What is expected: Turn every line of the records below into a JSON list of strings, one string per line, and leave out any blank lines.

Extracted data:
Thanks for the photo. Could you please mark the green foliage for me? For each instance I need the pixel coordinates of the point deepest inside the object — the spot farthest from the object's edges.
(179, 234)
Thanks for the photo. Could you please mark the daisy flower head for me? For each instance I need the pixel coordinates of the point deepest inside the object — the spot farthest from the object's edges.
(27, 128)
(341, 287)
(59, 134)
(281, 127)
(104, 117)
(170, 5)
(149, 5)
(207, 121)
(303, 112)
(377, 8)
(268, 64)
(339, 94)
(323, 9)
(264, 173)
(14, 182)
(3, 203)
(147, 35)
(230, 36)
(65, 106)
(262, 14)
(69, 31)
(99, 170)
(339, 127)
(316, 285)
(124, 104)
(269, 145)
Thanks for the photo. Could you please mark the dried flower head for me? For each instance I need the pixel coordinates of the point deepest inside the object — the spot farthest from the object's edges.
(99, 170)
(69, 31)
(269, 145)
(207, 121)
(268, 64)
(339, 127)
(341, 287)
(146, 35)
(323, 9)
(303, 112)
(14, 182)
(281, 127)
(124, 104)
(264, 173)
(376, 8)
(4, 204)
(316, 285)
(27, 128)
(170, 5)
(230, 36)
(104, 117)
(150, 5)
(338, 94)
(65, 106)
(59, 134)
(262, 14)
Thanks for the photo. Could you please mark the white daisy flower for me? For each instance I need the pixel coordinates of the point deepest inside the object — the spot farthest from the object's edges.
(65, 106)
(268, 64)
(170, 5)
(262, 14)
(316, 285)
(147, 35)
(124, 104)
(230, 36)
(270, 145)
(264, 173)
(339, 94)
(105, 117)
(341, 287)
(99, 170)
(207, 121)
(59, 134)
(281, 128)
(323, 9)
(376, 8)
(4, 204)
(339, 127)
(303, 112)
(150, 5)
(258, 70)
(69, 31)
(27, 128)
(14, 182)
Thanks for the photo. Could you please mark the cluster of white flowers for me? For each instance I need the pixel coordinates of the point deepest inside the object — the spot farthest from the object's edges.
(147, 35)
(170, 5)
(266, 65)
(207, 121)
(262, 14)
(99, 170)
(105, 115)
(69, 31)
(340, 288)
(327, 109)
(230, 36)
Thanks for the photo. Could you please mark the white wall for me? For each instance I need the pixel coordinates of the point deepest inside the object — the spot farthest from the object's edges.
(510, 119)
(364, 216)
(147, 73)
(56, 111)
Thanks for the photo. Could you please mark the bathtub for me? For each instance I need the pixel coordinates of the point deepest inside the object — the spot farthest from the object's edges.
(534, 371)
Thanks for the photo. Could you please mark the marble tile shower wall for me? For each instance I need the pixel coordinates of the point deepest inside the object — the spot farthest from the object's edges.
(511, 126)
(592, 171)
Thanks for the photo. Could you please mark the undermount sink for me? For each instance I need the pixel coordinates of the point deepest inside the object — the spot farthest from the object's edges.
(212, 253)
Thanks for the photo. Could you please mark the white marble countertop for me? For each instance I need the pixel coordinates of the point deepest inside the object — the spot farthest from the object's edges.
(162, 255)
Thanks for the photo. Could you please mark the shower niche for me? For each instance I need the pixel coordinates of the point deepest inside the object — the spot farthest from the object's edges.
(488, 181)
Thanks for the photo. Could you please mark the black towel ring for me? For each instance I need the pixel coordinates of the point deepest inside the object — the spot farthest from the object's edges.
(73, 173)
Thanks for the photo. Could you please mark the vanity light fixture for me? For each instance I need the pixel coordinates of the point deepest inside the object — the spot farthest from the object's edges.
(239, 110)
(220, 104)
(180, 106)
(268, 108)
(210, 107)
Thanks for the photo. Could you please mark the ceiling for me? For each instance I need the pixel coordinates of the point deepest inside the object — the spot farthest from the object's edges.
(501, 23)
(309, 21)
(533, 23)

Final result:
[
  "Thanks for the photo. Could you please mark the green foliage for me? For each instance I need the pixel coordinates of the point deepest inside the object — the spot farthest from the object's edges.",
  "(179, 234)",
  "Thanks for the photo. Could you please mark the daisy flower head for me? For each instance I need the pixel coordinates of the point deepest inside the object — the spot farthest from the object's edges.",
  "(27, 128)",
  "(341, 287)",
  "(59, 134)",
  "(281, 127)",
  "(104, 117)",
  "(170, 5)",
  "(149, 5)",
  "(207, 121)",
  "(303, 112)",
  "(377, 8)",
  "(268, 64)",
  "(339, 94)",
  "(323, 9)",
  "(264, 173)",
  "(14, 182)",
  "(3, 203)",
  "(147, 35)",
  "(230, 36)",
  "(65, 106)",
  "(262, 14)",
  "(69, 31)",
  "(99, 170)",
  "(339, 127)",
  "(316, 285)",
  "(124, 104)",
  "(269, 145)",
  "Thanks for the photo. Could you please mark the dried flower head for me? For each instance I need the pixel coordinates of the point deepest inside the object — the spot farthest from the object's edges.",
  "(99, 170)",
  "(69, 31)",
  "(269, 145)",
  "(207, 121)",
  "(268, 64)",
  "(339, 127)",
  "(341, 287)",
  "(146, 35)",
  "(323, 9)",
  "(303, 112)",
  "(14, 182)",
  "(281, 127)",
  "(124, 104)",
  "(264, 173)",
  "(376, 8)",
  "(4, 204)",
  "(316, 285)",
  "(27, 128)",
  "(170, 5)",
  "(230, 36)",
  "(104, 117)",
  "(150, 5)",
  "(338, 94)",
  "(65, 106)",
  "(59, 134)",
  "(262, 14)",
  "Thanks for the photo. Could you please mark the white daisy flower for me? For each instance I need the pixel coordinates of the point deepest inside the object — the spot farthest from the object's edges.",
  "(65, 106)",
  "(268, 64)",
  "(170, 5)",
  "(262, 14)",
  "(316, 285)",
  "(147, 35)",
  "(124, 104)",
  "(230, 36)",
  "(270, 145)",
  "(264, 173)",
  "(339, 94)",
  "(105, 117)",
  "(341, 287)",
  "(99, 170)",
  "(207, 121)",
  "(59, 134)",
  "(281, 128)",
  "(323, 9)",
  "(376, 8)",
  "(4, 204)",
  "(339, 127)",
  "(303, 112)",
  "(150, 5)",
  "(258, 70)",
  "(69, 31)",
  "(27, 128)",
  "(14, 182)",
  "Thanks for the photo. Could you please mark the cluster of white flowers for me? For each instance I need the pixel coordinates of the point deepest inside the object — the spot farthest from the object's edges.",
  "(147, 35)",
  "(170, 5)",
  "(266, 65)",
  "(207, 121)",
  "(262, 14)",
  "(99, 170)",
  "(105, 115)",
  "(69, 31)",
  "(340, 288)",
  "(327, 109)",
  "(230, 36)",
  "Thanks for the photo. Could you please mark the white wall for me? For each instance I need the pixel coordinates of the point deepest inside the object — the spot farthest from the object's edges.",
  "(510, 119)",
  "(364, 216)",
  "(147, 73)",
  "(56, 111)",
  "Thanks for the photo. Could you please mark the bathtub for me? For each instance I need the pixel coordinates of the point deepest inside the object — the spot farthest from the object's edges.",
  "(534, 371)",
  "Thanks for the photo. Could you please mark the marble tile shower wall for me? For each instance I need the pixel coordinates of the point deepest inside the object — the spot farthest from the object's edges.",
  "(511, 126)",
  "(592, 171)",
  "Thanks for the photo. Could you please mark the undermount sink for me? For each instance I need the pixel coordinates of the point deepest inside the object — the spot farthest from the object's edges.",
  "(212, 253)",
  "Thanks for the photo. Could you please mark the white marble countertop for me? For each instance I need the pixel coordinates of the point deepest inside the object — the spot farthest from the object's edges.",
  "(162, 255)",
  "Thanks for the photo. Could you please mark the shower niche for me? For each instance I need the pixel coordinates of the point deepest inside the object — the spot farthest from the object's edges.",
  "(488, 181)",
  "Thanks for the photo. Could you please mark the black towel ring for me? For each instance I need the pixel coordinates of the point deepest inside the object — the spot farthest from the object's edges.",
  "(73, 173)",
  "Thanks for the photo. Could you please mark the vanity light fixture for me? For each instance I need the pixel coordinates of the point deepest inside the object — the spot farthest from the object's edges.",
  "(239, 110)",
  "(220, 104)",
  "(180, 106)",
  "(268, 108)",
  "(210, 107)",
  "Thanks for the photo. Could you please mark the ceiling for me? For each instance I need the pixel coordinates of the point deepest inside the object — the spot farthest from the object's edges.",
  "(501, 23)",
  "(309, 21)",
  "(533, 23)"
]